Aim A: According to the given passage, in which city did McCain land on Wednesday night?
Aim B: In the rows, update the lines between the one containing "Please segment every instance of the **tree**." and the one containing "37L87 45L91 42L93", inclusive, by replacing "example" with "sample" and leaving everything else unchanged. Return only those lines.

Given passage:
★ ★ ★ ★ ★

If you're a republican, you're in the WRONG party to start casting blame for being stereotypical. Remember? Osama , wanted, Dead or Alive? The song "America, F*** yeah!", "We'll put a boot up your ass.."
I mean, honestly. That type of talk works in the Republican party, and has been accepted in the republican party. I've been a democrat for most my life and been called a pussy by people in the "republican party" base. You don't like that kind of talk from McCain, well, heck, neither do I. But guess what? You're in the party of the racist. The party of the bigot. The party of the Nascar loving (okay, not fair, I love Nascar too

) wrasslin lovin (Okay.. like that too

) beer-swillin god fearin jesus lovin redneck.
This stuff SELLS in the Republican party. Let it go. You'll only make him a bigger war hero by chasing it down.
WTF? I back the ideas of a smaller government, defending civil liberties and the constitution, sound dollar and responsible spending.. I don't want a welfare state... now where does it say Republicans stand for racism and bigots.
and Looks like McCain steped back from those statements and apologized...
http://www.asianam.org/mccain.htm
McCain apologizes for using slur: GOP candidate renounces `bigoted' language
Feb 24, 2000 San Jose Mercury News
Retreating from his adamant defense of his use of an ethnic slur, Sen. John McCain has apologized and issued a statement renouncing ``all language that is bigoted.''
The GOP presidential candidate and former prisoner of war said he regretted any pain caused by describing his Vietnam War captors as ``gooks.''
The apology was apparently released Monday, a federal holiday, but came to light only Wednesday as the Arizona senator arrived in California, a state where one in four residents is foreign-born. He landed in Sacramento on Wednesday night and planned to attend a rally this morning as the presidential race heads into the ``Super Tuesday'' primaries.
On March 7, voting in California, New York and nine other states will determine the allocation of about 60 percent of the delegates needed for the Republican presidential nomination.
McCain said his original use of the slur stemmed from the intense feelings he still harbors as a result of being imprisoned, held in solitary confinement and tortured so severely that he attempted suicide. Even now, he cannot raise his arms above his head because of the injuries he received.

★ ★ ★ ★ ★

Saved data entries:
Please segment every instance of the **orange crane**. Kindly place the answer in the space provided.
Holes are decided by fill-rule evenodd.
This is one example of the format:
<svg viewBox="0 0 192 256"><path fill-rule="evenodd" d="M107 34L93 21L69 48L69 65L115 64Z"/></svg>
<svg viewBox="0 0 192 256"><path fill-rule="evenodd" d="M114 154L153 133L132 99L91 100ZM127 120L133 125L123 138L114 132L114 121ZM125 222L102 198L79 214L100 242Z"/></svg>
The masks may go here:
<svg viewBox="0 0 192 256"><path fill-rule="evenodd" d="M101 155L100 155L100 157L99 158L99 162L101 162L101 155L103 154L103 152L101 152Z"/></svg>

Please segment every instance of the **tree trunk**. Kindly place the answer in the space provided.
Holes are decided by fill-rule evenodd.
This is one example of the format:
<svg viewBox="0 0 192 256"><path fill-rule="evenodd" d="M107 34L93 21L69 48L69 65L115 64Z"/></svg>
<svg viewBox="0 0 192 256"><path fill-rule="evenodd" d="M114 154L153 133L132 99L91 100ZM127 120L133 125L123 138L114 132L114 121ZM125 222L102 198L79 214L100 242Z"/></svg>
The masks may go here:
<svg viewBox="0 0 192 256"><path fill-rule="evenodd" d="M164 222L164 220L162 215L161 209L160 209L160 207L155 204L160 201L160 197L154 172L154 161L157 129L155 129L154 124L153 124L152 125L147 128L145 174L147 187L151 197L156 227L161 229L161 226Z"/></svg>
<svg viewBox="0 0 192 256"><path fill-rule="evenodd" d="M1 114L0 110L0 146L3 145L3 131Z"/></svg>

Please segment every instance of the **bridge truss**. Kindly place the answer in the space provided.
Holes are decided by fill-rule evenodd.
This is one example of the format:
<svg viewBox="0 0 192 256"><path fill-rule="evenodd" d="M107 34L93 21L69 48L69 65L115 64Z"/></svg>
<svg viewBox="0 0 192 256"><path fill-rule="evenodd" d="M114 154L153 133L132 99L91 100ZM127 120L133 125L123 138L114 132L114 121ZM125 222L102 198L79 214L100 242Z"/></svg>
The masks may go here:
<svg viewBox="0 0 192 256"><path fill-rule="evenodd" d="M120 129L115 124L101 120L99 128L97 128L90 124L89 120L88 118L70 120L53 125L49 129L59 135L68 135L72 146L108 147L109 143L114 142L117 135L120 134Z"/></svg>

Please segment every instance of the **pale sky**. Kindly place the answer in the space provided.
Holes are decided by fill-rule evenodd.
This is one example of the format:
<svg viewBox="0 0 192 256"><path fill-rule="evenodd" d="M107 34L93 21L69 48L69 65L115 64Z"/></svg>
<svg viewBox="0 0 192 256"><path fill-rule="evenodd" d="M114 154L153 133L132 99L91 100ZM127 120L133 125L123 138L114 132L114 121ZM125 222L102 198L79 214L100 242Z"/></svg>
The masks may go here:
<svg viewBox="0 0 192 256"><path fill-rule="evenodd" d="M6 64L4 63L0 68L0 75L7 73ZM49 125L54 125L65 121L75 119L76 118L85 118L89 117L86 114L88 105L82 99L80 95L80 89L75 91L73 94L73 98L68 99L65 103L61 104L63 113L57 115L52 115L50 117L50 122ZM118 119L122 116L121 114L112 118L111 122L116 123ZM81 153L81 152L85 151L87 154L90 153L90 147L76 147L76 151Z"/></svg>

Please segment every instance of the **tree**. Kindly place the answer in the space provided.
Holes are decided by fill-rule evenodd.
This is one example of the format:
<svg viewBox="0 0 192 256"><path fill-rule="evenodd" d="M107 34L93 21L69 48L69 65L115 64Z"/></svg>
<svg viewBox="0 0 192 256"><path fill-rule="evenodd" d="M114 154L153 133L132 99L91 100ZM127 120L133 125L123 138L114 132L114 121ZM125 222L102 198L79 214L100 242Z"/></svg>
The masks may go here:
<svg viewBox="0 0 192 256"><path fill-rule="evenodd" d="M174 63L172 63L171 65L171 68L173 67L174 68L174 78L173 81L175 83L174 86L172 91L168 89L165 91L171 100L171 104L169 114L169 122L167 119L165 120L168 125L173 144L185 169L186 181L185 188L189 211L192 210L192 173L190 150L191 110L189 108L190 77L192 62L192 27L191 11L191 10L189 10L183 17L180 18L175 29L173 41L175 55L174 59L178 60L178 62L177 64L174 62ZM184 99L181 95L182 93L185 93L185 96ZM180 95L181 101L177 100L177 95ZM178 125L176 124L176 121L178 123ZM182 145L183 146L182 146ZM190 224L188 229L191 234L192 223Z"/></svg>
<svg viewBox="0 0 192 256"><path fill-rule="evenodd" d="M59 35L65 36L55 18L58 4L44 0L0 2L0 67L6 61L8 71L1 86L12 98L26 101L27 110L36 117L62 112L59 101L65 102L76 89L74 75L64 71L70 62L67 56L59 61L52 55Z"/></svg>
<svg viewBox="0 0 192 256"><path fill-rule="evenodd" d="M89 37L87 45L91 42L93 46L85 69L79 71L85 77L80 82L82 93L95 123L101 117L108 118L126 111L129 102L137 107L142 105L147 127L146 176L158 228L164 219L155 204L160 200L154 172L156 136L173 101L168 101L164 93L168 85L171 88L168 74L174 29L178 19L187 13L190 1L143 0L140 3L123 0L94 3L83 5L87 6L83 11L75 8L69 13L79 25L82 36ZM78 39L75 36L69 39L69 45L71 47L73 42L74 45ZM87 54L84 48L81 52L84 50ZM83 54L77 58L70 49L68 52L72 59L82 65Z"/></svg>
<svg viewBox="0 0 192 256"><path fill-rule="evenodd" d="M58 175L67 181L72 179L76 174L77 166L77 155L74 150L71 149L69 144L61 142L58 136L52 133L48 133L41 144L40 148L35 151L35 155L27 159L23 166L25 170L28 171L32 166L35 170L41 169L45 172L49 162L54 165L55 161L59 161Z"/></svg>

★ ★ ★ ★ ★

Result A: Sacramento

Result B:
Please segment every instance of the **tree**. Kindly place the answer in the space provided.
Holes are decided by fill-rule evenodd.
This is one sample of the format:
<svg viewBox="0 0 192 256"><path fill-rule="evenodd" d="M107 34L93 21L69 48L69 65L115 64Z"/></svg>
<svg viewBox="0 0 192 256"><path fill-rule="evenodd" d="M114 154L153 133L132 99L91 100ZM127 120L133 125L123 138L114 132L114 121ZM125 222L102 198L79 214L100 242Z"/></svg>
The masks may go here:
<svg viewBox="0 0 192 256"><path fill-rule="evenodd" d="M174 63L172 63L171 65L171 68L173 67L174 68L174 78L173 81L175 83L174 86L172 91L168 89L165 91L171 100L171 104L169 114L169 122L167 119L165 120L168 125L173 144L185 169L186 181L185 188L189 211L192 210L192 173L190 150L191 110L189 108L190 77L192 62L192 27L191 11L191 10L189 10L183 17L180 18L175 29L173 41L175 55L174 59L178 60L178 62L177 64L174 62ZM184 99L181 95L182 93L185 93L185 96ZM180 95L181 101L177 100L177 95ZM178 125L176 124L176 121L178 123ZM182 145L183 146L182 146ZM190 224L188 229L191 234L192 223Z"/></svg>
<svg viewBox="0 0 192 256"><path fill-rule="evenodd" d="M59 35L65 36L55 18L58 4L44 0L0 2L0 67L6 61L8 71L1 86L12 98L26 101L27 110L36 117L62 112L59 101L65 102L76 89L74 75L64 71L70 62L67 56L59 61L52 55Z"/></svg>
<svg viewBox="0 0 192 256"><path fill-rule="evenodd" d="M89 37L87 45L91 42L93 46L85 69L79 71L85 77L80 82L82 93L95 123L101 117L108 118L126 111L129 102L137 107L142 105L147 127L146 176L158 228L164 219L155 204L160 200L154 172L156 136L173 101L168 101L164 93L168 85L171 88L168 74L174 29L178 19L187 13L190 1L143 0L140 3L123 0L94 3L83 5L87 6L83 11L75 8L69 13L79 25L82 36ZM78 39L75 36L69 39L69 45L71 47L73 42L74 45ZM87 54L84 48L81 52L84 50ZM83 54L77 58L70 49L68 52L72 59L82 65Z"/></svg>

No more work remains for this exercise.